▶ _SUPPLIED TEXT_
## Begin
Scottish insurance company

Scottish Mutual Assurance was formed in 1883 as the Scottish Temperance Life Assurance Society, intended as the only life assurance company serving exclusively abstainers. It was renamed Scottish Mutual Assurance in 1951 and acquired by Abbey National in 1991.

==History==

===Formation===

The Scottish Temperance Life Assurance was founded in 1883 in Glasgow as Scotland's first insurance company, intended exclusively for total abstainers. Ironically, the founder, Adam Keir Rodger, was a brewer’s son. Rodger, self-taught, became a partner in a local accountancy firm at the age of 21. With his brothers, Rodger was an enthusiastic evangelist and his belief in the value of thrift led him to research the provision of insurance with the same diligence as he had researched accountancy. He first developed insurance as a sideline in his accountancy firm of Smith Rodger & Co before proposing a new insurance company. He obtained the support of Sir William Collins, President of the Scottish Temperance League and directors were drawn from prominent local businessmen, with John Wilson M.P. as chairman. A public prospectus to raise the initial £20,000 capital was issued. The policies were directed at the “artisan class” and offered an expected ten per cent lower premium than charged by other insurers to non-abstainers. Before the Society had even been launched at its Glasgow office, provisional directors were appointed for Edinburgh, Aberdeen and Dundee. At the same time, agents were recruited from across the country.

===The merger===

Within its first decade, the society was operating out of eleven branches covering the larger cities, including London, Birmingham and Liverpool. A particular success for the society was a novel house mortgage scheme pioneered at the turn of the century, whereby the society provided the loan, with the principal covered by its own life assurance policy. World War I caused a rise in claims, a fall in investment values and increased costs; like other life companies, the policy holders bonus was passed. Six months later, the Society received a merger approach from the London firm, British General Insurance, a fire accident and marine insurer, later described by The Times as "Another Insurance Fusion Scheme". In 1920 the two merged under the name of Scottish Temperance and British General Assurance. The merger was effected by an exchange of shares creating cross holdings and each society retained its separate identity. In the event, it proved unsuccessful and there was a demerger in 1925. (The British General was acquired by the Commercial Union in 1926).
## End
▶ _WHAT YOU NEED TO DO_
a) Decide whether each statement agrees with the Scottish Mutual Assurance history above, answering yes or no and quoting the words of the text that settle it: (i) the founder of the society was the son of a brewer; (ii) the 1920 merger with British General Insurance proved lasting; (iii) the public prospectus sought to raise £20,000 in initial capital.
b) Carry on the Scottish Mutual Assurance history from the point where it stops.

▶ _RECORDED DATA_
## Begin
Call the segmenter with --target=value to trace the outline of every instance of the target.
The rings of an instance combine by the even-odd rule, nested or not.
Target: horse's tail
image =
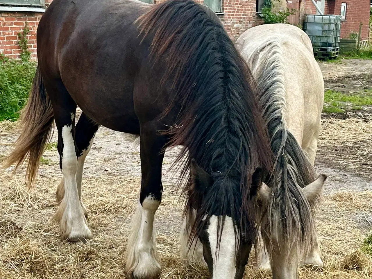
## End
▶ _RESULTS FOR THE EXERCISE_
a)
(i) Yes: "Ironically, the founder, Adam Keir Rodger, was a brewer’s son."
(ii) No: "In the event, it proved unsuccessful and there was a demerger in 1925."
(iii) Yes: "A public prospectus to raise the initial £20,000 capital was issued."

b)
===Mutualisation===

The percentage of profit allotted to policy holders had been gradually increased from 80 per cent to 90 per cent. One of the terms of the merger agreement had been to increase this further to 95%. Most of the few outstanding shares in Scottish Temperance were bought in so that by 1926 the society was, in effect, operating as a mutual society. However, it was another 25 years before an Act of Parliament regularised this. From its foundation, A. K. Rodgers continued to guide the society; it was not until 1933 that Rodgers finally retired as the manager aged 78; he remained as chairman for another ten years and a director until 1945. The Act to formally convert the society to its mutual status was passed in 1952. As part of the process, consideration was given to the society's name. It was believed that "Temperance" was off-putting to prospective customers and in February 1951 the name was changed to Scottish Mutual Assurance Society. Ten years after the name change, the number of policies issued had trebled.

===The final chapter===

Helped by inflation, the increased adoption of pension coverage and additional branches (23 by 1977) premium income rose from £3.5 million in 1962 to £42 million in 1981. However, the independent mutuals were gradually coming under pressure from the large quoted financial companies. In September 1991 the Abbey National made an offer of £285 million for Scottish Mutual. This met with some resistance from policy holders but the chairman warned members that cost and regulation pressures were making it harder for society to compete. Approval was given at an extraordinary general meeting in the November. The transfer was formally completed 1 January 1992.

==Premises==
The company was based at 105–109 St Vincent Street in Glasgow throughout most of its existence.